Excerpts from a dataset

::::::

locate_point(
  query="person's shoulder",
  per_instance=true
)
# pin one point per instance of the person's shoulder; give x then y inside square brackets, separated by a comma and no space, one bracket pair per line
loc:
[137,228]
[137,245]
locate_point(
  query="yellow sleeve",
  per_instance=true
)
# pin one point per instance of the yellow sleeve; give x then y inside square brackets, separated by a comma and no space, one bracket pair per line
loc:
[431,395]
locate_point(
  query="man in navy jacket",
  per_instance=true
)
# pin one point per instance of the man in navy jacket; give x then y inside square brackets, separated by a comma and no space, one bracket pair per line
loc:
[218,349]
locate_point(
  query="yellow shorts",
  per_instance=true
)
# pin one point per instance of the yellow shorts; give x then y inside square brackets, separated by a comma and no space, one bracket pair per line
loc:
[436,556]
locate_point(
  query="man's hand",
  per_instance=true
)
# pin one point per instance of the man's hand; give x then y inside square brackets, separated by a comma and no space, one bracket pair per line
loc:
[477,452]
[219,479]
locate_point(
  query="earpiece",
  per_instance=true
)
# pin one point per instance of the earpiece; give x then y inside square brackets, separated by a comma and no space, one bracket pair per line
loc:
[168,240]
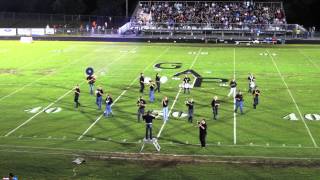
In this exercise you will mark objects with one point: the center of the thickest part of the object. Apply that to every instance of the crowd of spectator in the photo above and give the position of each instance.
(210, 13)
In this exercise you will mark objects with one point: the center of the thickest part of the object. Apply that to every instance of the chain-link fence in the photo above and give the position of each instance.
(35, 20)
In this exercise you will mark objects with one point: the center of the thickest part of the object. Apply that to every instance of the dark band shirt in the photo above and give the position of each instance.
(77, 92)
(141, 79)
(165, 103)
(239, 97)
(99, 92)
(190, 104)
(109, 100)
(203, 131)
(256, 93)
(91, 79)
(148, 118)
(251, 78)
(141, 103)
(215, 103)
(186, 80)
(158, 78)
(233, 84)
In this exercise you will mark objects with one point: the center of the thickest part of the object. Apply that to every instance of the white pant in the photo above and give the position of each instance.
(232, 91)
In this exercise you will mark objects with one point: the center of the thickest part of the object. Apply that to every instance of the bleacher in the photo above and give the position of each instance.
(199, 18)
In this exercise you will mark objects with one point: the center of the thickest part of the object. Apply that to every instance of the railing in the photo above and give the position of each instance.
(259, 28)
(36, 20)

::::::

• REQUIRED WORK: Leave the pictures aside and output each entry exactly as it stands.

• RESULT OF THIS EXERCISE:
locate_point(
  query="person's shoulder",
  per_instance=true
)
# pin one point per instance of the person's shoulder; give x then y inside square brackets, separated by a comma and no space, one bracket pair per line
loc:
[137,228]
[137,245]
locate_point(
  query="yellow sleeve",
  per_instance=true
)
# pin one point per instance of the yellow sleeve; give x then y inside square brackets, separated by a comma and no space, one bracket pair per line
loc:
[431,395]
locate_point(
  query="man in navy jacket",
  per_instance=true
)
# pin one point per instance of the man in navy jacket; give x then y inside square brackets, separated by a comma and no space, one bracket pair per line
loc:
[218,349]
locate_point(
  query="yellow shorts",
  per_instance=true
)
# pin one point per instance of the yellow shorts; give x then y inside square brackets, separated by a comma and no space, one bracket pair per line
loc:
[436,556]
locate_point(
  query="man's hand",
  per_instance=true
)
# pin one point per instance of the man's hand; give x then y inside square brackets, separated by a comma and no space, one bracket pair per line
loc:
[477,452]
[219,479]
locate_point(
  query="earpiece",
  per_instance=true
)
# pin one point per instance of the earpiece; give x then y inside square brackets, separated by a comma and no space, one bracket pair per line
loc:
[168,240]
In this exercise you will mark objects with one point: the center of the thickest part of the object. Apply that to every instance of the crowd of spectator in the photo above and give the position of each instance.
(210, 13)
In this exercise you will mark objects with one point: the center of the thickest part of the object. Apply that to every instance of the chain-link fence in the photo above and give the position of each instance.
(35, 20)
In this exercise you will mark objects with one point: the center of the thickest part of the object. Apply that to every instance of the dark band shirt in the photo above and give the position of each instance.
(77, 92)
(141, 79)
(165, 103)
(239, 97)
(99, 92)
(190, 104)
(109, 100)
(203, 131)
(256, 93)
(91, 79)
(148, 118)
(251, 78)
(141, 103)
(215, 103)
(186, 80)
(158, 78)
(233, 84)
In this exercise you will mark objects with one point: the center of the thickest part of the object. Apply that to every instance of the white pant in the photo above and give the position of each instance.
(232, 91)
In this exercise you will mark objects with one point: the center of the thickest part of the object. Apply that to every instance of the bleacher in the photo above and give the position of each instance.
(199, 18)
In this exercise you will mark objects with one point: the center of the thickest part of the object. Apply that to every instance of the railing in the photo above and give the position of each instance.
(259, 28)
(36, 20)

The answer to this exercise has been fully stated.